From the line with "of the dark" to the line with "point(452, 457)", switch "bridge tower" to "suspension tower" and write those lines out again with nothing else altered.

Entries shown:
· · ·
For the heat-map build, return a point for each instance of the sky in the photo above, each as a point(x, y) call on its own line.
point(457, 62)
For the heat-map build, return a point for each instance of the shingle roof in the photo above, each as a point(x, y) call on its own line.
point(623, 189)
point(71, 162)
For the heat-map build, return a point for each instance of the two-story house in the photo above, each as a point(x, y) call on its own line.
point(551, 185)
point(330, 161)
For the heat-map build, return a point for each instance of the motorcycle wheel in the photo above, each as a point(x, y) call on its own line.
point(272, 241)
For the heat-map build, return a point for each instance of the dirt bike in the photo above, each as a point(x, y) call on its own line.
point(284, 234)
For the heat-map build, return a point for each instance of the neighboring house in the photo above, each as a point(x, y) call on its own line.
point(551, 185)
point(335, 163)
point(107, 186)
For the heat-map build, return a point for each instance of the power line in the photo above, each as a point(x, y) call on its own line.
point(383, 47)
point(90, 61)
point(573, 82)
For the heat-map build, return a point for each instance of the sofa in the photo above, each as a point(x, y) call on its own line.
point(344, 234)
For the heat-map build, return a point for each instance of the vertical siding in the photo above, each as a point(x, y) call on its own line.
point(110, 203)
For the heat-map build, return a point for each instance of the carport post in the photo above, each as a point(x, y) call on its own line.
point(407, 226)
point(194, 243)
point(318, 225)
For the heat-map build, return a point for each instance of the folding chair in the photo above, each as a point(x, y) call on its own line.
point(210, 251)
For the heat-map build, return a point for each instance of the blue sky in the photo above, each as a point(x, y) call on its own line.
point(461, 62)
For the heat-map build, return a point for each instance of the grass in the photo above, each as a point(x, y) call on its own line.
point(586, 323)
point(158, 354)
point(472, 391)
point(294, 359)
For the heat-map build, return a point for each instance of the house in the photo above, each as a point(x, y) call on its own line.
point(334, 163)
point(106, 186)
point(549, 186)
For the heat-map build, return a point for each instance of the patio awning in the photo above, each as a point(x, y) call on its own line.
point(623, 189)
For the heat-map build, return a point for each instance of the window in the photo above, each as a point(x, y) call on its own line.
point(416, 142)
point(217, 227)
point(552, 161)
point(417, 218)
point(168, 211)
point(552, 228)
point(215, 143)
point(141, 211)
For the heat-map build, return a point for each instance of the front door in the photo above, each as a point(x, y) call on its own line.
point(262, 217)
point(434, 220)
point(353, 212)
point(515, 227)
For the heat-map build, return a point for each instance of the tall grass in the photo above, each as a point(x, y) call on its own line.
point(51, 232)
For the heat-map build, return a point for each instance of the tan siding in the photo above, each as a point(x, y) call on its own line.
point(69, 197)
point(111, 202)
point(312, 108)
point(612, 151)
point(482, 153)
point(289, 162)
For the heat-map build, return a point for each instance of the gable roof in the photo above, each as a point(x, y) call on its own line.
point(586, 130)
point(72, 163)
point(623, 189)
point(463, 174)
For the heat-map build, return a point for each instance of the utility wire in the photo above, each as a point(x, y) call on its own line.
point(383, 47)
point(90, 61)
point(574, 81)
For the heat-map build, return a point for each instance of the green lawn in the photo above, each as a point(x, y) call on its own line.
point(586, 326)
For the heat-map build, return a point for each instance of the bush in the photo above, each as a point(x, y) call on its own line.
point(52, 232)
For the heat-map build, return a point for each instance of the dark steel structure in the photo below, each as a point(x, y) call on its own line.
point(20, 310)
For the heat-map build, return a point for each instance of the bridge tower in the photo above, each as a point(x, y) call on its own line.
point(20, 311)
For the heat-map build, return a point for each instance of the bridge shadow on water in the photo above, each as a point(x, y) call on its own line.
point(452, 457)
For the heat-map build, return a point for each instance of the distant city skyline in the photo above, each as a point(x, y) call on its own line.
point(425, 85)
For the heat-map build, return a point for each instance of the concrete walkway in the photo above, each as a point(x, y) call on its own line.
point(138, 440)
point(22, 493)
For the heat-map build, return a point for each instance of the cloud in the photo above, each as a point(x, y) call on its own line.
· · ·
Response:
For the heat-map build, return a point for each instance of the dark steel structure in the photo below, each as a point(x, y) call on its own line.
point(20, 310)
For the heat-map build, return a point for each instance of the suspension tower in the photo above, each as a point(x, y) call on its own line.
point(20, 311)
For the heat-map build, return a point for each instance of the bridge shadow on water in the photo above, each as a point(x, y) call on its own line.
point(452, 457)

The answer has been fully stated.